» **TASK PROMPT**: Please quote every line word for word.

» **GIVEN DATA**:

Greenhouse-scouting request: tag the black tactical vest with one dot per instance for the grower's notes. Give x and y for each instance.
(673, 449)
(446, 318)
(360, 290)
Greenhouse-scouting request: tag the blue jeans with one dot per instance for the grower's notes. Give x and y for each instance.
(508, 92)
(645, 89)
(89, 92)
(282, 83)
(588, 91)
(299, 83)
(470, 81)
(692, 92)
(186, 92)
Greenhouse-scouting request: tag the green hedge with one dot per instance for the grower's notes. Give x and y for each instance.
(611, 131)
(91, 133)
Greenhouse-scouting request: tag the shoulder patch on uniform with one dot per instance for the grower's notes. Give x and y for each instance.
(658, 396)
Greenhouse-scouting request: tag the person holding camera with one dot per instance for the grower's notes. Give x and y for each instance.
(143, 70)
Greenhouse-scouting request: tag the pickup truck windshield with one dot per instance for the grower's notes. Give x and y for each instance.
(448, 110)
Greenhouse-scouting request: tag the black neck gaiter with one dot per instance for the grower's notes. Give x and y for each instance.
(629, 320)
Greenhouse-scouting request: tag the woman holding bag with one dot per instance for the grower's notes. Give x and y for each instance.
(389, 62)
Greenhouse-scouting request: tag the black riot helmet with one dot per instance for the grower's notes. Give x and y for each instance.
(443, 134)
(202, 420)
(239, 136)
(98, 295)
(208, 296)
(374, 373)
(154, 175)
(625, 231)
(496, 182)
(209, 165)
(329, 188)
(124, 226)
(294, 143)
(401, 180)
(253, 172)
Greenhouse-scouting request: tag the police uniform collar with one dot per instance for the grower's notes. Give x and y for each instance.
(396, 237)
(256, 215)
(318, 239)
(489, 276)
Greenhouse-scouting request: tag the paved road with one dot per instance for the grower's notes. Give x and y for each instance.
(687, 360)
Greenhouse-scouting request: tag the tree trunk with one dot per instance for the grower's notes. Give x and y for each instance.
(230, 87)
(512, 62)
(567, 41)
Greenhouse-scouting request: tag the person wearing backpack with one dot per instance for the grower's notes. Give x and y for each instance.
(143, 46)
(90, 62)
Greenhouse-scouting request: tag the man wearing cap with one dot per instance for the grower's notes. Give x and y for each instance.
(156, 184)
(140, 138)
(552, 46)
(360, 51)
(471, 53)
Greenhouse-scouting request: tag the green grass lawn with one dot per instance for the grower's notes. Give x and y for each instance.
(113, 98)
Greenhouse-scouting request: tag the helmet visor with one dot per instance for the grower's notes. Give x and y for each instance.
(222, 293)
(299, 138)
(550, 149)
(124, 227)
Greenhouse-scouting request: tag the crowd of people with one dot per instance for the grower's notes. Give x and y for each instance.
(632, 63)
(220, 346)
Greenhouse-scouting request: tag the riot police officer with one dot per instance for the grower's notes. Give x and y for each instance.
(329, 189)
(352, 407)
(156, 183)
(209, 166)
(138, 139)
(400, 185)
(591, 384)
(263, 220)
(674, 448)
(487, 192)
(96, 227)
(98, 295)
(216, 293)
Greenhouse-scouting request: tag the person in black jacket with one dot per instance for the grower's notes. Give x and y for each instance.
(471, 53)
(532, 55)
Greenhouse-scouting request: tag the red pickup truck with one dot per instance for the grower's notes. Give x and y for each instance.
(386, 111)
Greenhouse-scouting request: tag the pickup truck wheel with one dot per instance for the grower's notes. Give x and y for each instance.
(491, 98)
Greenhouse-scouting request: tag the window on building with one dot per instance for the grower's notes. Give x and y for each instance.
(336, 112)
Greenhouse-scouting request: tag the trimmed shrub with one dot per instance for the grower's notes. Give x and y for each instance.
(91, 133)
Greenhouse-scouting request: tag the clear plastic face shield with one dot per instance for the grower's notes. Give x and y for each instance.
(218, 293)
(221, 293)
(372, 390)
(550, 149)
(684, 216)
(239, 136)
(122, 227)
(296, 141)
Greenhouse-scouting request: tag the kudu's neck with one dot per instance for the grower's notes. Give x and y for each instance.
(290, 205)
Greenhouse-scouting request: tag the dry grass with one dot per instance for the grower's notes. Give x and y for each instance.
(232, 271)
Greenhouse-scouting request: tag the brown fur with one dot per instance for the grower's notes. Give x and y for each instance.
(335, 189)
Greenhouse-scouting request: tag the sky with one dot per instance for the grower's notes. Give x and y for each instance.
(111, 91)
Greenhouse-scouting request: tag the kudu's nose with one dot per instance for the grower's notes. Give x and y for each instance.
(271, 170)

» **COMPLETED TASK**:
Greenhouse-scouting request: tag the black tactical vest with one dot per instance for the grower's notes. Give x and y for each instance.
(673, 449)
(446, 318)
(360, 290)
Greenhouse-scouting request: tag the blue jeans with one dot per instance for the grower's notes. Give x and y for each instance.
(508, 92)
(645, 89)
(89, 92)
(282, 83)
(588, 91)
(299, 83)
(470, 81)
(692, 92)
(186, 92)
Greenhouse-scouting request: tag the green hedge with one dot per instance for the grower's notes. Give x and y for each instance.
(611, 131)
(91, 133)
Greenhouse-scouting request: tag the shoulder patch on uniform with one dot per instance for the grower's notes. Give x and y for each instance.
(658, 396)
Greenhouse-scouting request: tag the person holding camera with one dot per instance for the grower's notes. Give x and y for each instance.
(143, 70)
Greenhouse-scouting request: tag the pickup truck windshield with one dot per instance for the grower's notes. Give x and y for each instance.
(448, 110)
Greenhouse-scouting request: tag the black neck gaiter with one dot per instance for the grower's notes. Give x and y for each instance.
(629, 320)
Greenhouse-scouting request: tag the woman holding bag with one dot per instance for the grower's notes. Give x and y for each instance.
(389, 62)
Greenhouse-scouting request: tag the black riot helmet with one dot per instance for the grower's notes. Give x and y for each instance.
(443, 134)
(202, 420)
(239, 136)
(98, 295)
(208, 296)
(374, 373)
(154, 175)
(625, 231)
(496, 182)
(209, 165)
(329, 188)
(124, 226)
(294, 143)
(401, 180)
(253, 172)
Greenhouse-scouting request: tag the police uniform collar with one dot per instance for the grower's notes. Give x and y for each instance.
(396, 237)
(256, 215)
(318, 239)
(489, 276)
Greenhouse-scouting request: tag the paved road with one dot per instance for the grower's notes. Give x and y for each instance.
(687, 360)
Greenhouse-scouting request: tag the tree trunk with one dot per instance for the grower's notes. Give x and y for each instance.
(230, 87)
(512, 62)
(567, 41)
Greenhouse-scouting request: tag the person wearing backpack with one dot per instance for the grower's notes. Give x and y for each instance.
(143, 46)
(90, 62)
Greenhouse-scouting request: tag the man wearing cap with one dot per instance for the grower's notes. Give x and y for each instance.
(156, 184)
(140, 138)
(552, 46)
(360, 51)
(471, 53)
Greenhouse-scouting request: tag the green grass lawn with one dot per instance for the grower's notes. Give x and y for each instance.
(113, 98)
Greenhouse-scouting request: tag the helmet visor with one dot per instance for the grower's notes. Give x and y for each instance.
(222, 293)
(299, 138)
(550, 149)
(124, 227)
Greenhouse-scouting request: tag the crowd of people with one dot per instance for the grower's notes. Give x and y for each instance.
(632, 63)
(220, 346)
Greenhouse-scouting request: tag the riot police officer with one dot per instance for the grower's notes. Give x and y for each instance.
(329, 189)
(352, 407)
(156, 183)
(209, 166)
(138, 139)
(400, 185)
(591, 384)
(263, 220)
(674, 448)
(487, 192)
(96, 227)
(98, 295)
(216, 293)
Greenhouse-scouting request: tag the person in black jacket with one dot per instance for the grower's notes. Give x and y for each instance.
(471, 53)
(532, 55)
Greenhouse-scouting request: tag the red pickup truck with one dot per instance for the grower's notes. Give x and y for each instance.
(386, 111)
Greenhouse-scouting request: tag the pickup truck wheel with one dot per instance for the grower's notes. Give x and y for each instance.
(491, 98)
Greenhouse-scouting request: tag the window on building with one dot per instance for the grower's notes. Give x and y for each instance.
(336, 112)
Greenhouse-scouting request: tag the trimmed shrub with one dot per instance for the grower's notes. Give x and y for each instance.
(91, 133)
Greenhouse-scouting request: tag the clear plastic face shield with one dot per instance for the grower's notes. Give x and y for each instance.
(218, 293)
(221, 293)
(372, 390)
(550, 149)
(684, 216)
(239, 136)
(122, 227)
(296, 141)
Greenhouse-scouting request: tag the kudu's neck with one dot per instance for the grower's notes. Give x and y for each instance.
(290, 205)
Greenhouse-scouting request: tag the dry grass with one dot per instance for the grower's notes. Give x and y for each instance.
(232, 271)
Greenhouse-scouting request: tag the brown fur with one dot per instance for the grower's notes. Give x and y for each instance.
(335, 189)
Greenhouse-scouting request: tag the sky with one dot per instance for the grower's notes. Give x and y for each instance.
(111, 91)
Greenhouse-scouting request: tag the kudu's nose with one dot per instance for the grower's notes. Give x and y for each instance.
(271, 170)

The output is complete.